→ Défi 1: D'après l'entretien ci-dessous, pourquoi Marylise Lebranchu juge-t-elle préférable une suspension générale des ventes de canettes Coca-Cola ? Répondez en une à trois phrases.
—————
Texte intégral
LE PARISIEN : 16 JUIN 1999
Le Parisien
Le retrait total du marché français des produits Coca-Cola en canettes est une mesure exceptionnelle. Pourquoi une telle décision ?
Marylise Lebranchu
C’est effectivement une mesure de précaution énorme. Mais tant qu’on ne connaîtra pas l’origine exacte des intoxications, il vaut mieux que l’on procède à une suspension générale. Vous savez, les circuits commerciaux sont tellement croisés qu’on ne peut pas vérifier partout sur le territoire que des canettes destinées à la Belgique ne sont pas revenues en France. Il y a tellement de doutes partout qu’on ne veut prendre aucun risque. C’est pourquoi nous avons décidé cette parenthèse dans les ventes.
Le Parisien
Quels produits sont concernés ?
—————
→ Défi 2: Donnez uniquement le nombre de lignes de la liste ci-dessous qui contiennent la chaîne "window", en respectant la casse.
—————
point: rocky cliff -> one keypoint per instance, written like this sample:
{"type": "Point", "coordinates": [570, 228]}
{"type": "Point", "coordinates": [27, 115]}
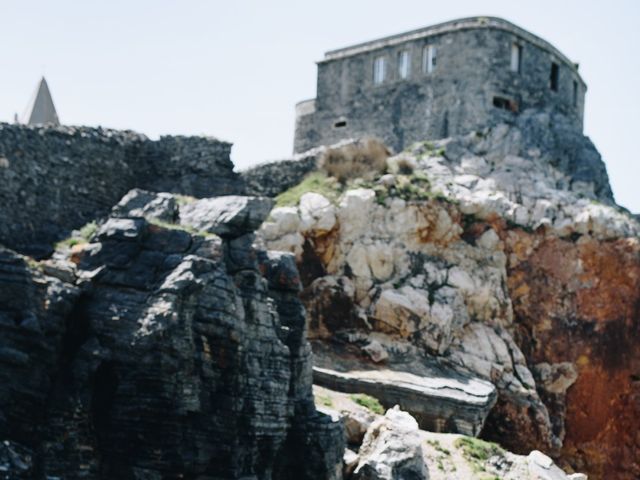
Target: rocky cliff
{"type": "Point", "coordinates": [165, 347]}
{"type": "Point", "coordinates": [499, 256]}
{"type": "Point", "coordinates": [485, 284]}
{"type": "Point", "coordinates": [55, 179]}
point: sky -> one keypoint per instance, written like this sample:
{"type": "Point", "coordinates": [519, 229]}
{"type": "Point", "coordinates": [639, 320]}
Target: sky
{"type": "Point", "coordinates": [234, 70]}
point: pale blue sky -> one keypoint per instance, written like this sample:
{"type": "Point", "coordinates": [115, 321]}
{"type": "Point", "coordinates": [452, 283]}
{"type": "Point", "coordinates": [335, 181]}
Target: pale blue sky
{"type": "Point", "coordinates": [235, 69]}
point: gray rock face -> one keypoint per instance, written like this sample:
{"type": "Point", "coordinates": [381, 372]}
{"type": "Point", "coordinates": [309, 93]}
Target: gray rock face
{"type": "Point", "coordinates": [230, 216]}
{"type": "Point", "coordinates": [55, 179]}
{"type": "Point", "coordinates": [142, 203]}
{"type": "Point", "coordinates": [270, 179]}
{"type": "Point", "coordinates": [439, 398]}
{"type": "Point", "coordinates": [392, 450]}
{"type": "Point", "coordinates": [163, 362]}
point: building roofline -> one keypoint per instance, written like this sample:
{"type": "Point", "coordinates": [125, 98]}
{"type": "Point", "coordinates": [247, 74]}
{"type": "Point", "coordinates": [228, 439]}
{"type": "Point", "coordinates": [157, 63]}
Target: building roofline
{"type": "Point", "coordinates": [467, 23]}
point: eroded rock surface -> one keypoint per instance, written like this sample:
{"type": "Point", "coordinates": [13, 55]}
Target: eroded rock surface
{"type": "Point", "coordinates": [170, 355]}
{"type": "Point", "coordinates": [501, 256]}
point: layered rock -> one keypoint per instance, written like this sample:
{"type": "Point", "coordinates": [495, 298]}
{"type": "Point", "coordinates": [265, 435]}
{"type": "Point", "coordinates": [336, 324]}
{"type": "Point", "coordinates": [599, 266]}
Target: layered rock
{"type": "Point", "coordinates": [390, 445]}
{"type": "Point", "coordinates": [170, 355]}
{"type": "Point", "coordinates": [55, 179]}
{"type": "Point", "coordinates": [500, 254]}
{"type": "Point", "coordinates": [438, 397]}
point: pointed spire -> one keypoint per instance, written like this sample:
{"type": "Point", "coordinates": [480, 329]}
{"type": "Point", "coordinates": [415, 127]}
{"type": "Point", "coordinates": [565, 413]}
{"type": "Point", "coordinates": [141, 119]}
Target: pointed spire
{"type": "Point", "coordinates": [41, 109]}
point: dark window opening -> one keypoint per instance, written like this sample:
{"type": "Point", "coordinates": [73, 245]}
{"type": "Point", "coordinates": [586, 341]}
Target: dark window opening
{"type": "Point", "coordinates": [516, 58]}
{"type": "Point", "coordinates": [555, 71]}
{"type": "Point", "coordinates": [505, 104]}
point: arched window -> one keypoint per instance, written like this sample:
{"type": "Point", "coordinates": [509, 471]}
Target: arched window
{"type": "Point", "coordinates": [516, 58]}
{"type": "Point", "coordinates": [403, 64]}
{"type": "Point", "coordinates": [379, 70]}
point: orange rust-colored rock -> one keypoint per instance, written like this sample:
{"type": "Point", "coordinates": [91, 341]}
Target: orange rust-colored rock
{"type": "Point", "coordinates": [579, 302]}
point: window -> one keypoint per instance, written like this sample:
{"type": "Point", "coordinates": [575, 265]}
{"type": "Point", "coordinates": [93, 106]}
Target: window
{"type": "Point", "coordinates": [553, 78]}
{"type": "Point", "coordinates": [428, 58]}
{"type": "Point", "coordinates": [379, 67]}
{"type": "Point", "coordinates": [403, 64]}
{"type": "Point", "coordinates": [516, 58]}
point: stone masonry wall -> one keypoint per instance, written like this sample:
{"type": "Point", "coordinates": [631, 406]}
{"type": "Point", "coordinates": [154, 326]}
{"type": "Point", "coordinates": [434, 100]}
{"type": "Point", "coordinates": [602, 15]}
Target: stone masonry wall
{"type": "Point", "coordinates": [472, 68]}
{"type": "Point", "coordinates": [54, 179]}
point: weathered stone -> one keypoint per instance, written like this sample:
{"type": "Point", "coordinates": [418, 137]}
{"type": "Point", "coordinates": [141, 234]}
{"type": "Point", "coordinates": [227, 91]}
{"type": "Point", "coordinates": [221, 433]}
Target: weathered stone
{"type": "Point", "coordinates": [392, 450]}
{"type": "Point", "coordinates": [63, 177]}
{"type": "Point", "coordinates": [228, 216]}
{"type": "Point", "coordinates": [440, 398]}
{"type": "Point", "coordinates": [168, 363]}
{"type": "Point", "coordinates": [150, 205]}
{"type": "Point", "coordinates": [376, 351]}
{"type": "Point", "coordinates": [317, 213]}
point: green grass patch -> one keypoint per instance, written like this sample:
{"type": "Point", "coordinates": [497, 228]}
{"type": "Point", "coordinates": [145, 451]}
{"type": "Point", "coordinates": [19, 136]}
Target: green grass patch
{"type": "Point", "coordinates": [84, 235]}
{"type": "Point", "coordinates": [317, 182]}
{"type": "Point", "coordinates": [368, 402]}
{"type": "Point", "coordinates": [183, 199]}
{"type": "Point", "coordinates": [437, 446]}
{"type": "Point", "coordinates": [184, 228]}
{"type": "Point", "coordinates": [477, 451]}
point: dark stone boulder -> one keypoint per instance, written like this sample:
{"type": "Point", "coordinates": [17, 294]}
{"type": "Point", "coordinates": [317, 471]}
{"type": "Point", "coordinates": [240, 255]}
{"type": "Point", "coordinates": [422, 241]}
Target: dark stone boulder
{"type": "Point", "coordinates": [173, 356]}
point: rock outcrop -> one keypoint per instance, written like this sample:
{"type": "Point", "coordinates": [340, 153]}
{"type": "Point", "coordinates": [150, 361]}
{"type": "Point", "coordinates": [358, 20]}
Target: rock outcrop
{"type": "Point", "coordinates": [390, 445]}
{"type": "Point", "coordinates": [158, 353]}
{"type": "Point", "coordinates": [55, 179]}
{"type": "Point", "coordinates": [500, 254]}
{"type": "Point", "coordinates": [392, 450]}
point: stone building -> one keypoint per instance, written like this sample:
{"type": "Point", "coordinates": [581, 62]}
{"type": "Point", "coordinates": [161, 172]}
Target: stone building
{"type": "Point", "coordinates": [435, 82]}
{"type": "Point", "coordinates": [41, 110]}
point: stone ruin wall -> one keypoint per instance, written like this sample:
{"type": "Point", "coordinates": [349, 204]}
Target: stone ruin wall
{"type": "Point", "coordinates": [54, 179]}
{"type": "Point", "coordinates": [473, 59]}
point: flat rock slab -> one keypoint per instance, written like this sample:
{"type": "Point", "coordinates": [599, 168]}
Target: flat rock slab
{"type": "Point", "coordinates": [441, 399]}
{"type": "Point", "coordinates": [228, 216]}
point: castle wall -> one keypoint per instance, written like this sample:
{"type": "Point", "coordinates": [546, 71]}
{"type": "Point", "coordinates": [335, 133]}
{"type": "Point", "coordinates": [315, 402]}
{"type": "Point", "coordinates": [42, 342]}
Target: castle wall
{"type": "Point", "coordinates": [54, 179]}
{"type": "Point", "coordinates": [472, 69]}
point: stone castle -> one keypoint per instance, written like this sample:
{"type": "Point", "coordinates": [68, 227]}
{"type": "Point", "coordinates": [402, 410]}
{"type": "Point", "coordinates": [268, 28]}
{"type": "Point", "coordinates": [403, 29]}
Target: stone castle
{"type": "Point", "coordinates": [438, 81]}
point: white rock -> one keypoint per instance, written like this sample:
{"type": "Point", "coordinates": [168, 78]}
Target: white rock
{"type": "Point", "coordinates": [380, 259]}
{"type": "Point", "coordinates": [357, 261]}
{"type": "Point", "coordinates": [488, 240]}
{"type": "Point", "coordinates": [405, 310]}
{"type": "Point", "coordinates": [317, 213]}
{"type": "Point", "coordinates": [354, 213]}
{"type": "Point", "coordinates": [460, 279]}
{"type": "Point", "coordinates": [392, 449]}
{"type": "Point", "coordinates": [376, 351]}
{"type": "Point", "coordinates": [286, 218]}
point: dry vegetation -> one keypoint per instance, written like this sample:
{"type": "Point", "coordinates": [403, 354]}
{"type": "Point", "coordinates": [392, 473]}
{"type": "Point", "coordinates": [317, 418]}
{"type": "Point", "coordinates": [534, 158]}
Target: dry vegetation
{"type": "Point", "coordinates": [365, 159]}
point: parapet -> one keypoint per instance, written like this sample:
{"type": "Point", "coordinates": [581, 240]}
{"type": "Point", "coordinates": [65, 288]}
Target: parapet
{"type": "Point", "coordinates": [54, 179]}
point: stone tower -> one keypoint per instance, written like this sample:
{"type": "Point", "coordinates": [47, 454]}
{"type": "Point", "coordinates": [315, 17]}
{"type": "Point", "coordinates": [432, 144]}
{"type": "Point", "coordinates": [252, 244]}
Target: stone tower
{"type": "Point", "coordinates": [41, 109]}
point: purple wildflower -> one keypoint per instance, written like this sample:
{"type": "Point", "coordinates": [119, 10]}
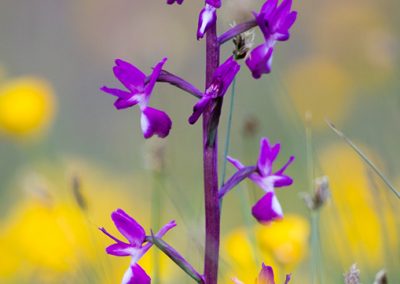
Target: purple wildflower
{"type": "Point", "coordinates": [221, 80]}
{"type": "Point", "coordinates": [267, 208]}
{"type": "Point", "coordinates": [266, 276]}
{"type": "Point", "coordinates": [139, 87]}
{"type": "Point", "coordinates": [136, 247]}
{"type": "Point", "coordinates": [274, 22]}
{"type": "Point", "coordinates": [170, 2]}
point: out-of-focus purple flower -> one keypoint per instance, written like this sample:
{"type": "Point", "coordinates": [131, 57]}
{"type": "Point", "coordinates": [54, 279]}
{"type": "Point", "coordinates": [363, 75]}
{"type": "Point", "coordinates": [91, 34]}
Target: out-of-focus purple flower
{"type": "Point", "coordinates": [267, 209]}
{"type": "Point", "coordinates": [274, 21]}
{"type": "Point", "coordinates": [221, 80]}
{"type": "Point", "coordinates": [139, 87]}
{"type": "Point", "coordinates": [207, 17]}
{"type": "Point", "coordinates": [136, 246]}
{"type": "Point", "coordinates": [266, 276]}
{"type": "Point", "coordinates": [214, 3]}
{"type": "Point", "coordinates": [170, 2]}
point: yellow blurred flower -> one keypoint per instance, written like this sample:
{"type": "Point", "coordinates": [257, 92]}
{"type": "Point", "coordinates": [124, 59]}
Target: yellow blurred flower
—————
→ Réponse complète 1: Tant que l'origine exacte des intoxications n'est pas connue, elle préfère suspendre toutes les ventes. Les circuits commerciaux sont si croisés qu'on ne peut pas vérifier partout sur le territoire que des canettes destinées à la Belgique ne sont pas revenues en France. Face à tant de doutes, on ne veut prendre aucun risque.

→ Réponse complète 2: 6